* **Required tasks**
1. Answer these questions using the methods section:
(a) How long were RAW264.7 cells incubated with rhCNB before RNA extraction?
(b) On which day of culture were nonadherent and loosely adherent cells harvested as immature DCs?
(c) What software was used to analyze the flow cytometry data?
2. Switch "bovine serum albumin" to "BSA" wherever it occurs in the methods section, and write out everything from "2.2.4. Flow cytometry" down to "(BD Biosciences, USA).".
3. Translate this sentence from the methods section into Spanish: "Data were analyzed with CellQuest Pro software (BD Biosciences, USA)."

2.2.1. Isolation of mouse peritoneal macrophages

5 × 105 mouse peritoneal macrophages from C57BL/6 WT and TLR4−/− mice were plated in the wells of sterile 12‐well cell culture plates in 1 mL RPMI 1640 containing 10% FBS, and incubated overnight at 37°C with 5% CO2. Nonadherent cells were removed with their medium, and incubated with medium alone, or medium plus rhCNB (25, 100, 400 μg/mL).

2.2.2. Quantitative RT‐PCR analysis of cytokines and chemokines

RAW264.7 cells (1 × 106 cells) were incubated with 5, 25, 100 μg/mL rhCNB for 6 hours. Trizol reagent was added to each well, and RNA extracted according to standard methods. RT‐PCR was performed by the 2‐step method. Quantitative PCR was performed using SYBR Green in an Applied Biosystems 7500 Real‐Time PCR system according to the manufacturer's protocol. The sequences of the primers used were designed and synthesized by Takara.

2.2.3. Isolation and induction of mouse bone marrow‐derived DCs

The bone marrow cells from C57BL/6 WT and TLR4−/− mice were flushed out with RPMI 1640 medium, dispersed and passed through a 200 nylon mesh and centrifuged for 5 minutes at 1500 g, and erythrocytes were lysed with ACK Lysis Buffer. The remaining cells were washed twice with medium and cultured in RPMI 1640 supplemented with 10% FBS and 1% penicillin/streptomycin, in the presence of 25 ng/mL recombinant mGM‐CSF and 25 ng/mL mIL‐4. The medium was refreshed every 2 days and a portion of cells were stained with CD11c every 3 days, On day 6 of culture, nonadherent and loosely adherent cells were harvested and used in experiments as immature DCs. Samples of 1 × 106 immature DCs were seeded in 12‐well plates, and the next day rhCNB was added and the cells were incubated further for 48 hours. The expression of surface molecules on the DCs was assessed by FACs.

2.2.4. Flow cytometry analysis

The expression of surface molecules on RAW264.7, peritoneal macrophages, BMDCs (bone marrow‐derived cells), and T cells was analysed using a BD FACSCalibur™ flow cytometer (FCM). In brief, the cells were collected, washed and suspended in cold phosphate‐buffered saline (PBS) containing 3% (v/v) bovine serum albumin. T cells were then stained with anti‐mouse CD3, CD4, and CD8a antibodies, peritoneal macrophages were stained with CD11b, CD40, CD80, and CD86 and BMDCs were stained with CD11c CD40, CD80, CD86, and MHCII. The stained cells were washed and fixed in PBS containing 1% (v/v) bovine serum albumin and detected with a FACSCalibur™ FCM (Becton‐Dickinson, USA). Data were analyzed with CellQuest Pro software (BD Biosciences, USA).

2.2.5. Determination of cytokines and chemokines

Cytokines and chemokines were measured in culture supernatants of RAW264.7, peritoneal macrophages, BMDCs, or splenocytes using commercial ELISA kits.

* **Data extracts**
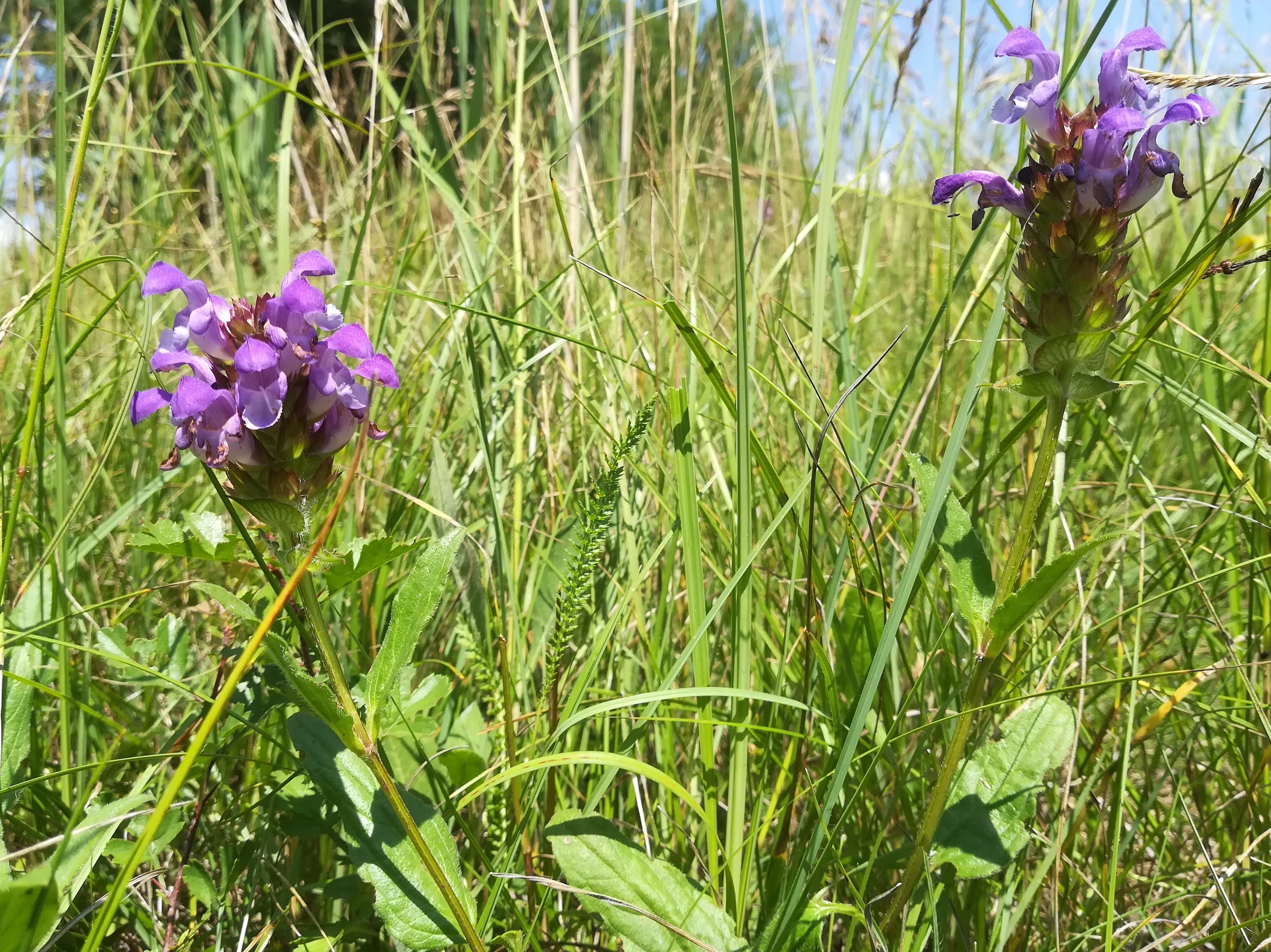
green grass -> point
(692, 674)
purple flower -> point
(1103, 168)
(1034, 101)
(994, 193)
(1090, 148)
(261, 386)
(1118, 86)
(267, 401)
(204, 318)
(1151, 163)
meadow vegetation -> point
(694, 645)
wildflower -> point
(1076, 195)
(266, 401)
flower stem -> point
(1020, 547)
(370, 754)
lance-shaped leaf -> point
(312, 693)
(32, 903)
(412, 608)
(597, 857)
(406, 897)
(969, 567)
(364, 556)
(993, 795)
(805, 933)
(1033, 594)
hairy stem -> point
(370, 754)
(1020, 547)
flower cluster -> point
(1074, 199)
(267, 401)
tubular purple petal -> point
(170, 356)
(351, 341)
(379, 369)
(1118, 86)
(147, 402)
(260, 397)
(256, 355)
(312, 263)
(1151, 163)
(994, 191)
(1034, 101)
(162, 279)
(304, 298)
(192, 398)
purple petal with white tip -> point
(994, 191)
(311, 263)
(1151, 163)
(304, 298)
(162, 279)
(255, 355)
(351, 341)
(147, 402)
(381, 370)
(1035, 99)
(192, 398)
(1118, 86)
(260, 398)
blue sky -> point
(1231, 36)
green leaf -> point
(1033, 594)
(32, 904)
(229, 602)
(993, 795)
(597, 857)
(200, 885)
(364, 556)
(207, 527)
(969, 567)
(805, 936)
(406, 897)
(412, 608)
(313, 694)
(1031, 383)
(1087, 387)
(18, 707)
(279, 516)
(27, 910)
(168, 538)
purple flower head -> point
(204, 318)
(1102, 167)
(1151, 163)
(1034, 101)
(1088, 149)
(267, 399)
(1118, 86)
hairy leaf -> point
(32, 904)
(27, 910)
(314, 694)
(168, 538)
(805, 935)
(993, 795)
(364, 556)
(406, 897)
(1033, 594)
(412, 608)
(279, 516)
(597, 857)
(969, 567)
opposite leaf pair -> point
(971, 575)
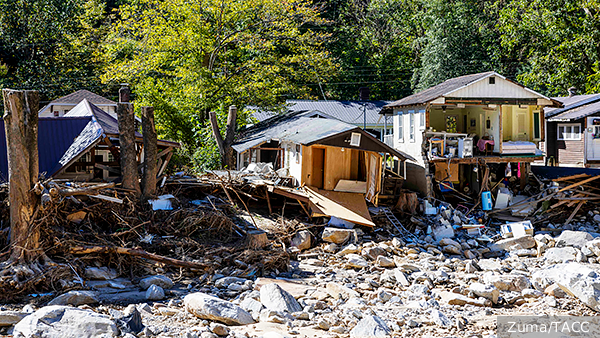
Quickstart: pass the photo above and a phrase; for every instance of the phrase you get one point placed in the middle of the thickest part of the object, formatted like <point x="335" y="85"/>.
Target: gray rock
<point x="65" y="322"/>
<point x="575" y="239"/>
<point x="576" y="279"/>
<point x="208" y="307"/>
<point x="102" y="273"/>
<point x="302" y="240"/>
<point x="273" y="297"/>
<point x="370" y="326"/>
<point x="356" y="261"/>
<point x="75" y="298"/>
<point x="155" y="292"/>
<point x="486" y="291"/>
<point x="335" y="235"/>
<point x="440" y="319"/>
<point x="560" y="255"/>
<point x="9" y="318"/>
<point x="160" y="280"/>
<point x="525" y="242"/>
<point x="507" y="282"/>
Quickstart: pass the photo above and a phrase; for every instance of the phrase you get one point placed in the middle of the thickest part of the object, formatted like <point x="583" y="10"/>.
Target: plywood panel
<point x="347" y="206"/>
<point x="337" y="166"/>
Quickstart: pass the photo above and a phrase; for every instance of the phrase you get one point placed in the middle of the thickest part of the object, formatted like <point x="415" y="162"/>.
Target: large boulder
<point x="335" y="235"/>
<point x="576" y="279"/>
<point x="575" y="239"/>
<point x="75" y="298"/>
<point x="159" y="280"/>
<point x="370" y="326"/>
<point x="273" y="297"/>
<point x="507" y="282"/>
<point x="208" y="307"/>
<point x="512" y="244"/>
<point x="65" y="322"/>
<point x="560" y="255"/>
<point x="9" y="318"/>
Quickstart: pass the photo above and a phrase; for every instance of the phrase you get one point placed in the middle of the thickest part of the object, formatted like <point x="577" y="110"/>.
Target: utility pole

* **List of answers**
1.
(a) 6 hours
(b) Day 6
(c) CellQuest Pro software (BD Biosciences, USA)

2.
2.2.4. Flow cytometry analysis

The expression of surface molecules on RAW264.7, peritoneal macrophages, BMDCs (bone marrow‐derived cells), and T cells was analysed using a BD FACSCalibur™ flow cytometer (FCM). In brief, the cells were collected, washed and suspended in cold phosphate‐buffered saline (PBS) containing 3% (v/v) BSA. T cells were then stained with anti‐mouse CD3, CD4, and CD8a antibodies, peritoneal macrophages were stained with CD11b, CD40, CD80, and CD86 and BMDCs were stained with CD11c CD40, CD80, CD86, and MHCII. The stained cells were washed and fixed in PBS containing 1% (v/v) BSA and detected with a FACSCalibur™ FCM (Becton‐Dickinson, USA). Data were analyzed with CellQuest Pro software (BD Biosciences, USA).

3. Los datos se analizaron con el software CellQuest Pro (BD Biosciences, EE. UU.).